= Requirements =
Copy the records that follow exactly as written, but not their pictures.

= Dataset entries =
-------
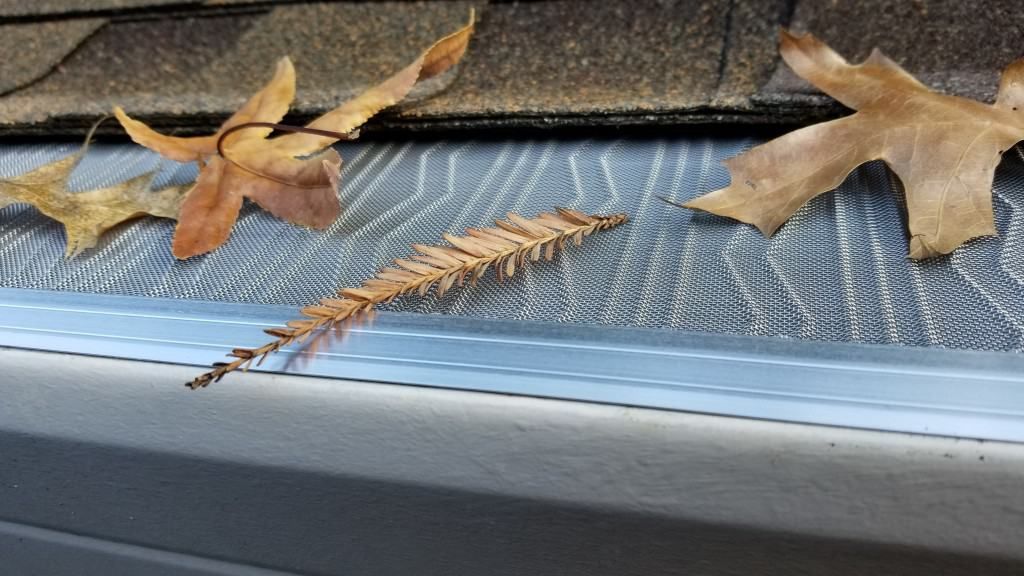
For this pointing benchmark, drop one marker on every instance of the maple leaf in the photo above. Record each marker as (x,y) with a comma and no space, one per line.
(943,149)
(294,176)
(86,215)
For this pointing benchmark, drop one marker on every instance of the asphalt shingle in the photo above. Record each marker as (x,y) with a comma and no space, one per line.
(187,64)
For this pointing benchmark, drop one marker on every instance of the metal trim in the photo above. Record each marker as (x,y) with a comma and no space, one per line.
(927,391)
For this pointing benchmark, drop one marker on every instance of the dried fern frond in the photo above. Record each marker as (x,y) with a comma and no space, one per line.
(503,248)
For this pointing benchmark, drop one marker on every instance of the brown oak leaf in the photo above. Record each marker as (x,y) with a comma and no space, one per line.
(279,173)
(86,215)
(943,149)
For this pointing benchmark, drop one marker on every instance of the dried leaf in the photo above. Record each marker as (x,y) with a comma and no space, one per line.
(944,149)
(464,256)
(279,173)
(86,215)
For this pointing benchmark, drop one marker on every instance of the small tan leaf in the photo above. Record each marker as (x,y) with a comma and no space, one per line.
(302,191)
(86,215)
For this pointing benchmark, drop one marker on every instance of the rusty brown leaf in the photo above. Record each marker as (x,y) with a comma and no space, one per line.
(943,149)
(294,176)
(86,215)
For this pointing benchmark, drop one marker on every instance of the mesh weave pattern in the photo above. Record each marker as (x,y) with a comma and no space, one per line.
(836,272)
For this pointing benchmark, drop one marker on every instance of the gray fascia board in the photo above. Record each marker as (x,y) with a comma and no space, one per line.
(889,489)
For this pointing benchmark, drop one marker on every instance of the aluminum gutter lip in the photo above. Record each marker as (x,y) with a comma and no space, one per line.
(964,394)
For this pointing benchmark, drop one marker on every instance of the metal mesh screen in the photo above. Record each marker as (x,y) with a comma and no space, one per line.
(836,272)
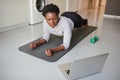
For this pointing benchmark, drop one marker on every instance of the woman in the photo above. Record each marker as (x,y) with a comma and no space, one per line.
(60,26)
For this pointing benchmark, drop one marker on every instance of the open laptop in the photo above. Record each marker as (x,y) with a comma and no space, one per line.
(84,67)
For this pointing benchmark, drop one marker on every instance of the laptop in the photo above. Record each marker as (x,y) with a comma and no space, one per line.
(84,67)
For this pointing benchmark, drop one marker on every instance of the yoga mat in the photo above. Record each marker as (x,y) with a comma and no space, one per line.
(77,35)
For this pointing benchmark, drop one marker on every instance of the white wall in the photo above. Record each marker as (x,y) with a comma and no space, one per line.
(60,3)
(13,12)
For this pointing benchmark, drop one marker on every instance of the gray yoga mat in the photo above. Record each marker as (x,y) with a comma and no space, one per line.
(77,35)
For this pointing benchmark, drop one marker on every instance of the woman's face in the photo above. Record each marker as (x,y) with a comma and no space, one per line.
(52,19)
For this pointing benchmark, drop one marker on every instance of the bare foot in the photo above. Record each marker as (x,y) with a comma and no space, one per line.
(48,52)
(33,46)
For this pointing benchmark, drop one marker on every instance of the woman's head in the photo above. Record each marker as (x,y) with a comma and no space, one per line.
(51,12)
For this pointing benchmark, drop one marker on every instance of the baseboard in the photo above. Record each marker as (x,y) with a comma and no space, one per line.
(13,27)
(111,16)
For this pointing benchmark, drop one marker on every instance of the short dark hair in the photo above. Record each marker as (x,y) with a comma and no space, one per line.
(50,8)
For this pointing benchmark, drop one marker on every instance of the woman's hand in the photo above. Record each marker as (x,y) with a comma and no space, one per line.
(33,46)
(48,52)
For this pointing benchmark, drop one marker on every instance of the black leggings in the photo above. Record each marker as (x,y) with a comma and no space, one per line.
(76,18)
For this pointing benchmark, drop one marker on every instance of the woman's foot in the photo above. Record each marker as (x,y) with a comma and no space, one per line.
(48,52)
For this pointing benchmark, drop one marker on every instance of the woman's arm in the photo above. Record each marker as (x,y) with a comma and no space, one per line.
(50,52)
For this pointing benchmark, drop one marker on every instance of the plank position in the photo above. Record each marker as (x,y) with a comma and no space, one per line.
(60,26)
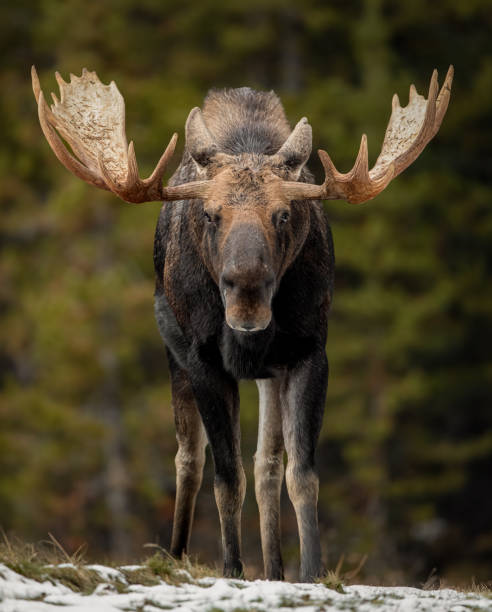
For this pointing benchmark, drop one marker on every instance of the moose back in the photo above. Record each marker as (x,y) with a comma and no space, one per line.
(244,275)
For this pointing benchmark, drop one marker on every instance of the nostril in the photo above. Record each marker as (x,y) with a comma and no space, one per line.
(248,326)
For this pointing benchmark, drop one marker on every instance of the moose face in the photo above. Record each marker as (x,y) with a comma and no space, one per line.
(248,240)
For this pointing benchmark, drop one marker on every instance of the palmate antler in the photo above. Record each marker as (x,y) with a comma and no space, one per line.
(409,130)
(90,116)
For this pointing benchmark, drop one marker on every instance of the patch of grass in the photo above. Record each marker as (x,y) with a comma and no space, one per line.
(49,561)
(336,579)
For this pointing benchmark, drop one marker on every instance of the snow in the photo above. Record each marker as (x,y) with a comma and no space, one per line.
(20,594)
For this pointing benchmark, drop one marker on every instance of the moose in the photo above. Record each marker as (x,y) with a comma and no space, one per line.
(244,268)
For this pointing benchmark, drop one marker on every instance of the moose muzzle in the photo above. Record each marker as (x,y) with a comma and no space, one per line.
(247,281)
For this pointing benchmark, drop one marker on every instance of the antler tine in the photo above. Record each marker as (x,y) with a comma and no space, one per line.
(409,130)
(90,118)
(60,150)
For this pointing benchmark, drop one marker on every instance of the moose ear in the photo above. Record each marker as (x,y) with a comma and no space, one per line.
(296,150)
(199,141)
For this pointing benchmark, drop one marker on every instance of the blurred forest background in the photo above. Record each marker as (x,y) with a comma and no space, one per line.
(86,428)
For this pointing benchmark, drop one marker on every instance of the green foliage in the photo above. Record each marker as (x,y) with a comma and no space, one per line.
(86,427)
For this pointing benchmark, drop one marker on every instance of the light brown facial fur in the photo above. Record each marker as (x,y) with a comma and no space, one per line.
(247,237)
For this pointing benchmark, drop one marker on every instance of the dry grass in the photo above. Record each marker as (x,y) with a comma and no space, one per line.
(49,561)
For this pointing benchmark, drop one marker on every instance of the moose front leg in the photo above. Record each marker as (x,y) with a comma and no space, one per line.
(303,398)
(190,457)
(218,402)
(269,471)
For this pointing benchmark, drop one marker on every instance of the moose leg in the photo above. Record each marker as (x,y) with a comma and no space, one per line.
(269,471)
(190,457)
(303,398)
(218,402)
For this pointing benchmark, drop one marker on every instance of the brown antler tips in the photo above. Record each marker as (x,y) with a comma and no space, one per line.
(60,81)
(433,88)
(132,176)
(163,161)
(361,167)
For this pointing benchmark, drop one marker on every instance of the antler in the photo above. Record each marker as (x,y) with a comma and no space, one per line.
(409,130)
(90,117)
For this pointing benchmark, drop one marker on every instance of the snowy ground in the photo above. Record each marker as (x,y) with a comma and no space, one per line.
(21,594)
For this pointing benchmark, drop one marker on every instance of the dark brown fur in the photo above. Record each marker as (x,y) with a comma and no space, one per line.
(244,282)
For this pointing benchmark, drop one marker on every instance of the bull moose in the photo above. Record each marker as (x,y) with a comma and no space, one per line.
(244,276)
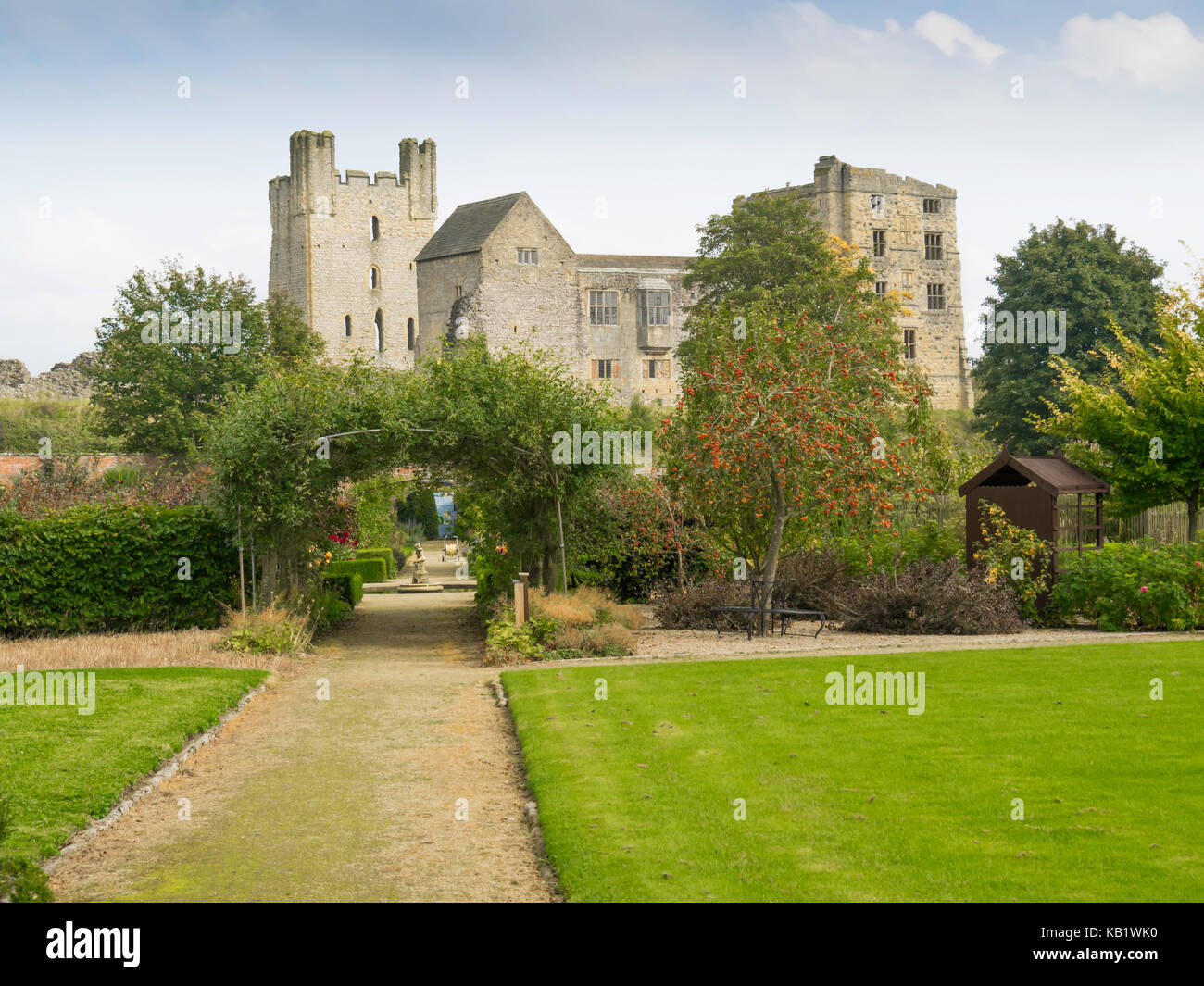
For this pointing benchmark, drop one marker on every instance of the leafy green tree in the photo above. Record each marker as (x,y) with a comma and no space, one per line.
-------
= Problem solution =
For this pointing benchmark, drop one marker on every instance of the maple leaf in the photo above. Record each marker as (x,y) with a comma and no space, one per line.
(943,149)
(294,176)
(86,215)
For this pointing benchmark, drop one marker on every instance of the asphalt shingle in the photo above. Record each marker as (x,y) with a comma and no space, one per line.
(187,64)
For this pointing benchmark, drop one marker on every instance of the metal trim in the photo above. Record each marker as (x,y) with a comma and no space, one per line.
(927,391)
For this pointing benchmark, drop one marker on every instance of the dried fern frond in the photo above. Record each marker as (x,y) with a comma and no space, one per line.
(503,248)
For this pointing benchmark, drop one marker on every instance of the brown oak leaf in the photo above. Record each marker as (x,y) with a comma and no space, one per line.
(279,173)
(86,215)
(943,149)
For this pointing benchmark, drop one marker on every instance of the dried leaf in the photo above. Record each marker as (x,y) with a comma and no space, one per line.
(944,149)
(464,256)
(279,173)
(86,215)
For this pointing benchmark, drop one marker on every instance of the small tan leaf in the photo above. Record each marker as (x,y) with a comma and no space, one per line.
(302,191)
(86,215)
For this pointing benchmark, drop one marker on every instance of the rusty brown leaf in the photo above. Record each marker as (x,y) with a comma and no space, one per line.
(943,149)
(294,176)
(86,215)
For this pointing benchmark, drop one marker on every instance of the mesh weave pattern in the photo above. Record each marker as (x,y) with a comma and no space, one per line.
(836,272)
For this pointing benchmark, drop one marker on every instance of the gray fascia board in the photo above. Record each marker as (x,y) with a comma and no space, one per line.
(889,489)
For this pointing benchmark, drop one marker on every instance of the aluminum gutter lip in the photo above. Record each marker as (x,y) with a comma and no space, one per line.
(964,394)
For this pointing benchmark, drop one marker on every instance of the metal mesh screen in the photo above. Record each marker as (x,y) with a comma and no space, one per line.
(836,272)
For this pointing benchmark, drop one marker on every instance of the woman in the photo above. Record each marker as (x,y) with a comma and no space, one per line.
(60,26)
For this pointing benchmark, drop one marker on every instance of the open laptop in the photo above. Record each marker as (x,y) with a comma and no space, one per line.
(84,67)
For this pointing benchmark, drop one marker on every instance of the laptop in the photo above. Record each marker as (x,y) with a comma and no space, one per line.
(84,67)
For this pointing benchmark, drop one marker on every instance of the yoga mat in the photo above. Record each marker as (x,y) with a comma and no space, one per line.
(77,35)
For this pointing benchmark, drop one marker on every instance of the white wall in the photo above. Record each marker as (x,y) with a comma and no space, one per line.
(60,3)
(13,12)
For this pointing benchmark, drop one marker on every instance of the gray yoga mat in the photo above. Record each marker as (x,y) with a comma and no space, one per line.
(77,35)
For this pointing benchmark, drop one marker on every instance of the woman's face in the photo above. Record each marker as (x,y) with a comma and no space, one per line.
(52,19)
For this pointing benchmark, drop one marker on every instance of the bare foot in the photo above. Record each marker as (x,y) with a comma and no space, one per line.
(48,52)
(33,46)
For this pointing benchmark, drop one marker on every instance of the woman's head in the photo above. Record each marker as (x,y) with a comma and no space, one per line.
(51,12)
For this pointing benchmark, drop one marker on every instance of the baseboard in the photo above. Record each marker as (x,y) with a comma and no space, one per line.
(13,27)
(111,16)
For this pointing benchmark, drop one marker on every instance of the short dark hair in the photo above. Record each marker as (x,y) with a comma and no space, one per line.
(50,8)
For this pointing benchmark, drop one marker on every instance of the woman's hand in the photo above. Record each marker as (x,y) with a comma and no space, one per line.
(33,46)
(48,52)
For this pointing benchmark, drop one marker on every instance of the black leggings in the photo above. Record each marker as (x,y) with a comma and no space, one per line.
(76,18)
For this pointing benchmark, drop one marker on every instance of the woman's foot in the photo above. Record each marker as (x,y) with a comma and no space, one per line.
(48,52)
For this pointing benchmark, drop one marker on every instance of the woman's arm in the photo above. Record each marker as (x,y) with a comma and no space, one per line.
(50,52)
For this pointing benchmark, drop one marker on every instance of the plank position in the photo above. Record each marker as (x,y) with a comma and no space, one per line.
(60,26)
For this pointing benchmark, drop one marker on every instance of the moose back in the photo above. Record each marker as (x,y) with a comma and no space, one per line.
(244,275)
For this pointing benchmark, drop one marker on every instance of the nostril in the photo above. Record each marker as (x,y) with a comma and no space, one per line.
(248,326)
For this pointing benchmark, drop one marker on every instance of the moose face in the photo above. Record each marker as (x,y) with a comma and no space, one per line.
(248,240)
For this pointing benchmark, drop one marker on every instance of the palmate antler in the photo above. Record each marker as (x,y) with a comma and no space, one per line.
(409,130)
(90,116)
For this pointing benchmark, drop one marker on every instance of the patch of grass in the photo above. Record each marker as (x,y) with a comma and no space, one per line.
(49,561)
(336,579)
For this pointing benchmark, drop one marker on every instance of the snow in the photo above. Record each marker as (x,y) with a comma and no space, one per line.
(20,594)
For this pointing benchmark, drop one marker on every instance of the moose in the photo above. Record each marker as (x,y) with a comma and no space, one per line.
(244,268)
For this pointing benchmark, drop one marker on every instance of the moose muzzle in the photo above. Record each marker as (x,y) with a comma and no space, one per line.
(247,281)
For this pointing benchmark, drop one marker on every instance of the antler tine in the photo above. Record each marker as (x,y) with a comma and no space, one per line.
(409,130)
(90,118)
(60,150)
For this pointing benchmark, drop one marker on every instance of the moose ear in the photo above. Record each marker as (x,y) with a comma and no space, one per line.
(296,150)
(199,141)
For this pointing benchmark, drop one marker on every instance of the blurred forest background in the photo above. Record each marker as (x,y) with a comma and no space, one per line.
(86,428)
For this pointing benchmark, drop one marker on every instance of the green foliage in the photo above. Record each marker as (x,y) with a comma and no space, one per line.
(86,427)
For this pointing benchmark, drop one marker on every instance of the light brown facial fur in the photo above. Record each marker as (x,y) with a comma and no space, one per line.
(247,237)
For this pointing benchmark, drop one marker on every instance of the dry grass in the photo above. Record each marker as (x,y) with a comma and no space, one per line.
(49,561)
For this pointing benchmark, drop one marker on every instance of the moose front leg in the photo above. Record each marker as (x,y) with a comma and no space, one per line.
(303,398)
(190,457)
(218,402)
(269,471)
For this pointing benchmark, drop one marker on every instance of the moose leg in the photo above. Record each marker as (x,y) with a comma and no space, one per line.
(269,471)
(190,457)
(303,398)
(218,402)
For this pointing benchmark, drop one marker on every instance of the brown antler tips in the photo above. Record each marker as (x,y) with a comma and no space, one per line.
(60,81)
(433,88)
(132,176)
(163,161)
(361,167)
For this pointing benchmark, drop one marker on every instance of the antler in the photo above. Record each marker as (x,y) with a comma and no space, one per line.
(409,130)
(90,117)
For this pointing benchmark, drop one marker on every instance of the snowy ground in the photo above. Record each marker as (x,y) with a comma and no space, one per line.
(21,594)
For this pointing benchmark, drop one marker on every instance of the dark brown fur in the photo above. Record each marker as (x,y) with a comma and no space, one per line.
(244,282)
For this pointing benchmark, drop one marker on every instance of the bull moose in the photo above. Record each marker as (x,y) with a comma and no space, one per line.
(244,276)
For this pointing benchmark, drop one marker on every instance of the leafy green tree in the photo above. Record each marker as (x,y) with a comma and no space, one per line.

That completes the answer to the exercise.